WHAT IS EXPECTED ->
Leaving the pictures aside, return all of the data below exactly.

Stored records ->

------------------------

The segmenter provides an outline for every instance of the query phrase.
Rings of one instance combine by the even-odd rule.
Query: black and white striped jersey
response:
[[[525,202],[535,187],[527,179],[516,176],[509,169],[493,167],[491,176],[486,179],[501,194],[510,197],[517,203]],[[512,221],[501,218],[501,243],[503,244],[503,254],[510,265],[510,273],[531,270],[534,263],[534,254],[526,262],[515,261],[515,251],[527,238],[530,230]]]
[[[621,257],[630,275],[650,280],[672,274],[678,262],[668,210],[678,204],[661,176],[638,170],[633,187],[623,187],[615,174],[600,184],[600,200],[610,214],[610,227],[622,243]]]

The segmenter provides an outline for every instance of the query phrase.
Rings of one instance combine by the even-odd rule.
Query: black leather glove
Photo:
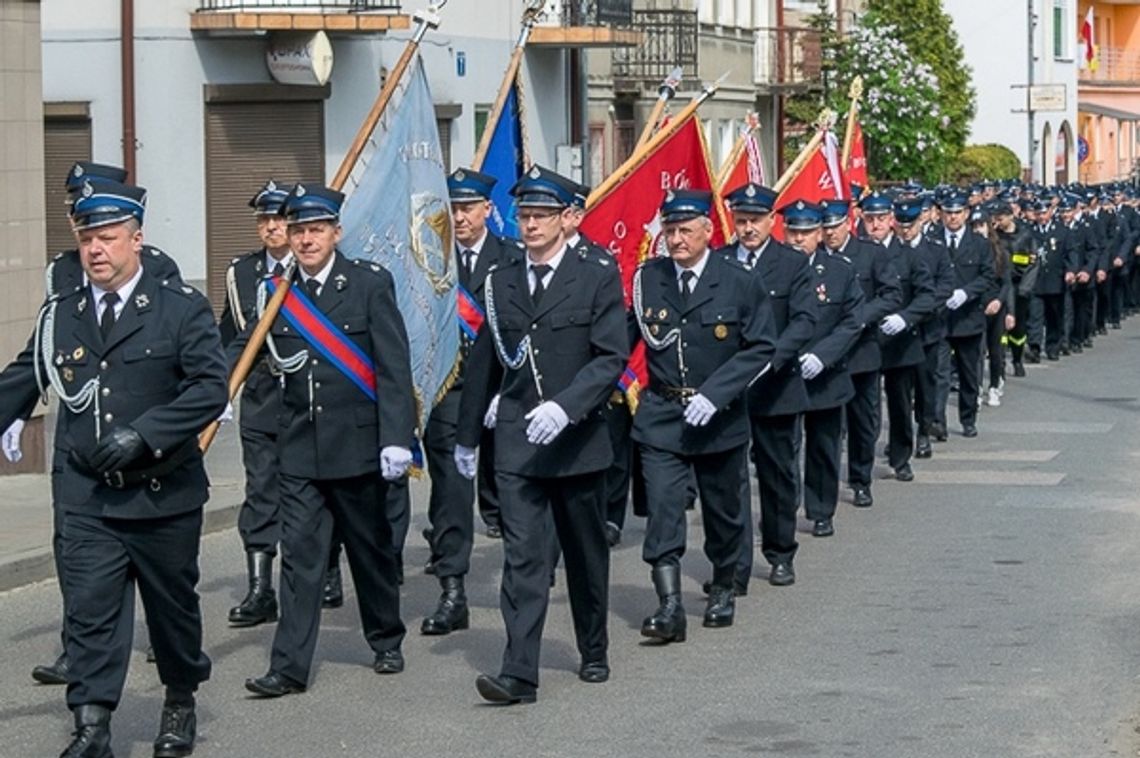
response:
[[[108,432],[91,453],[91,466],[100,474],[121,471],[128,463],[146,452],[146,443],[129,426],[118,426]]]

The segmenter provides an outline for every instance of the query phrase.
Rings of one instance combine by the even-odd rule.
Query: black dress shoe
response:
[[[621,527],[612,521],[606,522],[606,544],[610,547],[617,547],[621,542]]]
[[[399,648],[377,653],[372,670],[377,674],[399,674],[404,670],[404,654]]]
[[[158,656],[154,654],[154,645],[146,646],[146,662],[158,663]]]
[[[101,705],[75,709],[75,731],[59,758],[115,758],[111,752],[111,711]]]
[[[589,684],[609,681],[610,664],[606,661],[582,661],[578,667],[578,678]]]
[[[344,583],[340,577],[340,566],[333,566],[325,572],[325,586],[321,590],[322,608],[339,608],[344,605]]]
[[[736,594],[728,587],[709,588],[704,625],[710,629],[732,626],[732,620],[736,615],[735,597]]]
[[[1066,353],[1066,355],[1067,355],[1067,353]],[[1048,360],[1051,360],[1051,361],[1059,361],[1059,360],[1061,360],[1061,354],[1060,353],[1045,353],[1045,358]]]
[[[865,484],[855,485],[855,499],[854,505],[856,508],[870,508],[875,504],[875,499],[871,497],[871,488]]]
[[[946,433],[946,425],[941,421],[935,421],[930,425],[930,436],[934,438],[935,442],[945,442],[950,438]]]
[[[768,584],[773,587],[788,587],[796,583],[796,572],[790,563],[777,563],[768,572]]]
[[[1073,355],[1080,355],[1081,353],[1083,353],[1085,351],[1085,348],[1083,345],[1073,345],[1069,349],[1073,351]],[[1065,351],[1061,350],[1061,352],[1064,353]]]
[[[1061,345],[1061,355],[1072,355],[1073,351],[1069,349],[1067,344]]]
[[[71,670],[67,653],[60,653],[55,663],[47,666],[40,665],[32,669],[32,679],[40,684],[67,684],[67,675]]]
[[[1034,350],[1034,349],[1030,349],[1029,351],[1027,351],[1025,353],[1025,362],[1026,363],[1040,363],[1041,362],[1041,351],[1040,350]]]
[[[162,721],[154,738],[154,758],[182,758],[193,753],[197,726],[192,703],[162,706]]]
[[[475,678],[475,689],[479,691],[479,697],[499,705],[533,703],[538,699],[537,688],[533,684],[513,676],[480,674]]]
[[[433,555],[431,558],[428,558],[427,563],[424,564],[424,573],[428,574],[429,576],[435,576],[436,571],[437,564],[435,561],[435,556]]]
[[[246,679],[245,688],[255,695],[266,698],[281,697],[282,695],[292,695],[295,692],[305,691],[305,685],[293,681],[284,674],[278,674],[276,671],[270,671],[265,676],[257,679]]]
[[[812,537],[830,537],[835,534],[835,526],[829,518],[816,519],[811,526]]]
[[[914,470],[910,467],[909,463],[904,463],[895,469],[895,479],[898,479],[900,482],[914,481]]]
[[[918,440],[914,445],[915,458],[930,458],[934,455],[934,448],[930,446],[930,437],[925,434],[918,435]]]
[[[641,636],[662,642],[685,641],[685,608],[681,605],[681,567],[654,566],[650,575],[661,604],[641,622]]]
[[[1015,361],[1013,364],[1013,375],[1025,376],[1025,364]]]
[[[501,540],[503,538],[503,527],[498,524],[487,524],[487,536],[493,540]]]
[[[962,436],[963,437],[977,437],[978,436],[978,427],[974,426],[973,424],[967,424],[967,425],[963,426],[962,427]]]
[[[701,582],[701,592],[706,595],[709,594],[709,592],[712,591],[712,586],[713,583],[711,579]],[[732,592],[737,597],[748,597],[748,580],[742,578],[739,573],[736,578],[732,580]]]
[[[1113,324],[1111,324],[1111,326],[1112,326],[1112,328],[1113,328],[1113,329],[1119,329],[1119,328],[1120,328],[1120,322],[1119,322],[1119,321],[1116,321],[1116,322],[1114,322]]]
[[[1097,333],[1097,334],[1100,334],[1100,335],[1107,335],[1107,334],[1108,334],[1108,328],[1107,328],[1107,327],[1103,327],[1103,326],[1098,326],[1098,327],[1096,328],[1096,333]]]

------------------------

WRITTEN SOLUTION ->
The segmenter provides an outline for every instance of the query phrase.
Rings of one instance combine by the even-odd rule.
Query: black and white striped jersey
response:
[[[525,202],[535,187],[527,179],[516,176],[509,169],[493,167],[491,176],[486,179],[501,194],[510,197],[517,203]],[[512,221],[501,218],[501,243],[503,244],[503,254],[510,265],[510,273],[531,270],[534,263],[534,254],[526,262],[515,261],[515,251],[527,238],[530,230]]]
[[[621,257],[630,275],[650,280],[672,274],[678,262],[668,210],[678,204],[661,176],[638,170],[633,187],[623,187],[615,174],[600,184],[600,200],[610,214],[610,227],[622,243]]]

The segmenter provides an outline for every instance of the query phrase.
Rings of one instance combine by the even-odd rule.
Query: black leather glove
Photo:
response:
[[[108,432],[91,453],[91,466],[100,474],[121,471],[128,463],[146,452],[146,443],[129,426],[118,426]]]

The segmenter provides an outline for every instance of the query phrase.
Rings of one instance combine by the even-odd rule.
Query: black dress shoe
response:
[[[621,527],[612,521],[606,522],[606,544],[610,547],[617,547],[621,542]]]
[[[399,648],[377,653],[372,670],[377,674],[399,674],[404,670],[404,654]]]
[[[158,656],[154,654],[154,645],[146,646],[146,662],[158,663]]]
[[[101,705],[75,709],[75,731],[59,758],[115,758],[111,752],[111,711]]]
[[[589,684],[609,681],[610,664],[606,661],[582,661],[578,667],[578,678]]]
[[[344,583],[340,577],[340,566],[333,566],[325,572],[325,586],[321,590],[322,608],[339,608],[344,605]]]
[[[736,594],[728,587],[709,588],[704,625],[710,629],[732,626],[732,620],[736,615],[735,597]]]
[[[1066,353],[1066,355],[1067,355],[1067,353]],[[1048,360],[1051,360],[1051,361],[1059,361],[1059,360],[1061,360],[1061,354],[1060,353],[1045,353],[1045,358]]]
[[[865,484],[855,485],[855,499],[854,505],[856,508],[870,508],[875,504],[875,499],[871,497],[871,488]]]
[[[946,433],[946,425],[941,421],[935,421],[930,425],[930,436],[934,438],[935,442],[945,442],[950,438]]]
[[[768,584],[773,587],[788,587],[796,583],[796,572],[790,563],[777,563],[768,572]]]
[[[1073,355],[1080,355],[1081,353],[1083,353],[1085,351],[1085,348],[1083,345],[1073,345],[1069,349],[1073,351]],[[1065,351],[1061,350],[1061,352],[1064,353]]]
[[[1061,345],[1061,355],[1072,355],[1073,351],[1069,349],[1067,344]]]
[[[71,670],[67,653],[60,653],[55,663],[47,666],[40,665],[32,669],[32,679],[40,684],[67,684],[67,675]]]
[[[1034,350],[1034,349],[1030,349],[1029,351],[1027,351],[1025,353],[1025,362],[1026,363],[1040,363],[1041,362],[1041,351],[1040,350]]]
[[[162,721],[154,738],[154,758],[182,758],[193,753],[197,726],[192,703],[162,706]]]
[[[475,678],[475,689],[479,691],[479,697],[499,705],[533,703],[538,699],[537,688],[533,684],[513,676],[480,674]]]
[[[433,555],[431,558],[428,558],[427,563],[424,564],[424,573],[428,574],[429,576],[435,576],[436,571],[437,564],[435,561],[435,556]]]
[[[246,679],[245,688],[255,695],[266,698],[281,697],[282,695],[292,695],[295,692],[305,691],[305,685],[293,681],[284,674],[278,674],[276,671],[270,671],[265,676],[257,679]]]
[[[812,537],[830,537],[835,534],[835,526],[829,518],[816,519],[811,526]]]
[[[914,470],[910,467],[909,463],[904,463],[895,469],[895,479],[898,479],[900,482],[914,481]]]
[[[918,440],[914,445],[915,458],[930,458],[934,455],[934,448],[930,446],[930,437],[925,434],[918,435]]]
[[[641,636],[662,642],[685,641],[685,608],[681,605],[681,567],[654,566],[650,575],[661,604],[641,622]]]
[[[1015,361],[1013,364],[1013,375],[1025,376],[1025,364]]]
[[[501,540],[503,538],[503,527],[498,524],[487,524],[487,536],[493,540]]]
[[[962,436],[963,437],[977,437],[978,436],[978,427],[974,426],[973,424],[967,424],[967,425],[963,426],[962,427]]]
[[[701,582],[701,592],[706,595],[709,594],[709,592],[712,591],[712,586],[713,583],[711,579]],[[732,592],[737,597],[748,597],[748,580],[742,578],[739,573],[736,578],[732,580]]]
[[[1113,324],[1111,324],[1111,326],[1112,326],[1112,328],[1113,328],[1113,329],[1119,329],[1119,328],[1120,328],[1120,322],[1119,322],[1119,321],[1116,321],[1116,322],[1114,322]]]
[[[1097,333],[1097,334],[1100,334],[1100,335],[1107,335],[1107,334],[1108,334],[1108,328],[1107,328],[1107,327],[1103,327],[1103,326],[1098,326],[1098,327],[1096,328],[1096,333]]]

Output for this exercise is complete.